***** Supplied material

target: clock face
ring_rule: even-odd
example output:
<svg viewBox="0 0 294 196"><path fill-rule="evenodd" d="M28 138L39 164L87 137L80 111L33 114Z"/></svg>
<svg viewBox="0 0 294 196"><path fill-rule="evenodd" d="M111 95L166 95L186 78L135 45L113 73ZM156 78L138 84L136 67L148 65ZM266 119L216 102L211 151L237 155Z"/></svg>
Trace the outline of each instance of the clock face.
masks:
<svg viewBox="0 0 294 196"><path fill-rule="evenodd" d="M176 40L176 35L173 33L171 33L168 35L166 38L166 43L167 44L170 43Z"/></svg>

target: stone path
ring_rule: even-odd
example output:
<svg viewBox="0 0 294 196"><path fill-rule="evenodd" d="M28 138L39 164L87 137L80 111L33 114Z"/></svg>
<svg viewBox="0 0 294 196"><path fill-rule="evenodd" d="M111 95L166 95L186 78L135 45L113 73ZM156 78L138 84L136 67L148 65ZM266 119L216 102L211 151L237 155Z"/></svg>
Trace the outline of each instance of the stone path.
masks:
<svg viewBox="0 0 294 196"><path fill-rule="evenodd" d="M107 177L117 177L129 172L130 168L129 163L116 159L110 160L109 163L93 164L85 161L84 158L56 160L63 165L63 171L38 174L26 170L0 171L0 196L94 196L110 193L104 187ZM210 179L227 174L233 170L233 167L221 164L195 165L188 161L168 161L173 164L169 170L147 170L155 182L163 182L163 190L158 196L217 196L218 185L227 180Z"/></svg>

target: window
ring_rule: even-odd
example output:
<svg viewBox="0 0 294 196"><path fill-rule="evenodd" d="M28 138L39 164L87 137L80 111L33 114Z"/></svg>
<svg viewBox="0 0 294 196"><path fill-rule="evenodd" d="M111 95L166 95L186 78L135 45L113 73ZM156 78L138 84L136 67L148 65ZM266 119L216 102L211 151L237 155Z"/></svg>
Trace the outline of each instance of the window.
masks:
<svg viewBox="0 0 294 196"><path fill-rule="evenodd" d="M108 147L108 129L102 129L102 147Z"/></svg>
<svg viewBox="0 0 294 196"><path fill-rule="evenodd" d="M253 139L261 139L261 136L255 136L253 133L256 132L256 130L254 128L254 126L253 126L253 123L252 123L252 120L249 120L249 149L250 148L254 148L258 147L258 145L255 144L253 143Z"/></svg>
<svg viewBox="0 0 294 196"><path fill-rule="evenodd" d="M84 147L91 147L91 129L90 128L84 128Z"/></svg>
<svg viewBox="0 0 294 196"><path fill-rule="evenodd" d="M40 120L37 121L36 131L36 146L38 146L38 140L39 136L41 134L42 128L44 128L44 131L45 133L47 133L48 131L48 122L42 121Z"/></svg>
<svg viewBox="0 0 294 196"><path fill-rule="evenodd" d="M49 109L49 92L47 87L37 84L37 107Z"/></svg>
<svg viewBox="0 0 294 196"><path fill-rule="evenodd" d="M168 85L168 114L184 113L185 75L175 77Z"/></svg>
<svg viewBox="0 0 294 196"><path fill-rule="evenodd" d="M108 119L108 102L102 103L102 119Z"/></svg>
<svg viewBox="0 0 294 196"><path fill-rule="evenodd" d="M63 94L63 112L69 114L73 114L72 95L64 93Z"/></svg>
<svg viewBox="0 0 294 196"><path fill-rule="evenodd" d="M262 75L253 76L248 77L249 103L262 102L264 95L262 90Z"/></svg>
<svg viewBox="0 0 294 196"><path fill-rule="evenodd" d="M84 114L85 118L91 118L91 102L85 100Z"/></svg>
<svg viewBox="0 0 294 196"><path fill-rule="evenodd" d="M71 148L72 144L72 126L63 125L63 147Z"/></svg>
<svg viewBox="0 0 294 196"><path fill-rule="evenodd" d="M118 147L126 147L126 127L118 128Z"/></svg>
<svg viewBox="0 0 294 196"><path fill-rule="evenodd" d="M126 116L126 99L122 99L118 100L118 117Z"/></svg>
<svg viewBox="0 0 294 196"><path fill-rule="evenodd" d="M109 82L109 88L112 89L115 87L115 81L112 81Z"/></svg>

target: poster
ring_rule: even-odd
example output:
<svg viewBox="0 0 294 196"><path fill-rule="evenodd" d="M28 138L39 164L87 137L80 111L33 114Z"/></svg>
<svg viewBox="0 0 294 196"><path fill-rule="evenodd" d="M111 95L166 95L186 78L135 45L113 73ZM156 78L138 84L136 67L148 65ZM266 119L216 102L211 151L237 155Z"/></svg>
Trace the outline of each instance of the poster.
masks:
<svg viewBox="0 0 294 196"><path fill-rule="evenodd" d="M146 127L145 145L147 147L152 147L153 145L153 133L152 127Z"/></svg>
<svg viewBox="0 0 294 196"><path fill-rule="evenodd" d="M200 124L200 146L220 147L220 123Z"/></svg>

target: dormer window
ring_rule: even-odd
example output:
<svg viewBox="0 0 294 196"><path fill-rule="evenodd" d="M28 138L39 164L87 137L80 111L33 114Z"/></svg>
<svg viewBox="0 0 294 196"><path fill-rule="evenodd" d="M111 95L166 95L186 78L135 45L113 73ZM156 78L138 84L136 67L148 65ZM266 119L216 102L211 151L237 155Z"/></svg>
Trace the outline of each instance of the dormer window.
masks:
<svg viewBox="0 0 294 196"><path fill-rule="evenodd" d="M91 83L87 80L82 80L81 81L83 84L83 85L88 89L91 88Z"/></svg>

**********

• [Problem to solve] Give again, unchanged, every line of the records from the line containing "target: poster" through the final line of the records.

• [Output of the exercise]
target: poster
ring_rule: even-odd
example output:
<svg viewBox="0 0 294 196"><path fill-rule="evenodd" d="M28 138L39 164L87 137L80 111L33 114Z"/></svg>
<svg viewBox="0 0 294 196"><path fill-rule="evenodd" d="M111 95L166 95L186 78L135 45L113 73ZM156 78L138 84L136 67L148 65ZM266 119L216 102L211 151L237 155Z"/></svg>
Trace the outline of each instance of the poster.
masks:
<svg viewBox="0 0 294 196"><path fill-rule="evenodd" d="M146 127L145 145L147 147L152 147L153 145L153 133L152 127Z"/></svg>
<svg viewBox="0 0 294 196"><path fill-rule="evenodd" d="M200 124L200 146L220 147L220 123Z"/></svg>

target: dormer window
ring_rule: even-odd
example output:
<svg viewBox="0 0 294 196"><path fill-rule="evenodd" d="M28 138L39 164L87 137L80 111L33 114Z"/></svg>
<svg viewBox="0 0 294 196"><path fill-rule="evenodd" d="M111 95L166 95L186 78L135 45L113 73ZM156 78L138 84L136 67L148 65ZM266 119L216 102L211 151L237 155Z"/></svg>
Trace the outline of each instance of the dormer window.
masks:
<svg viewBox="0 0 294 196"><path fill-rule="evenodd" d="M91 83L87 80L82 80L81 81L83 84L83 85L88 89L91 88Z"/></svg>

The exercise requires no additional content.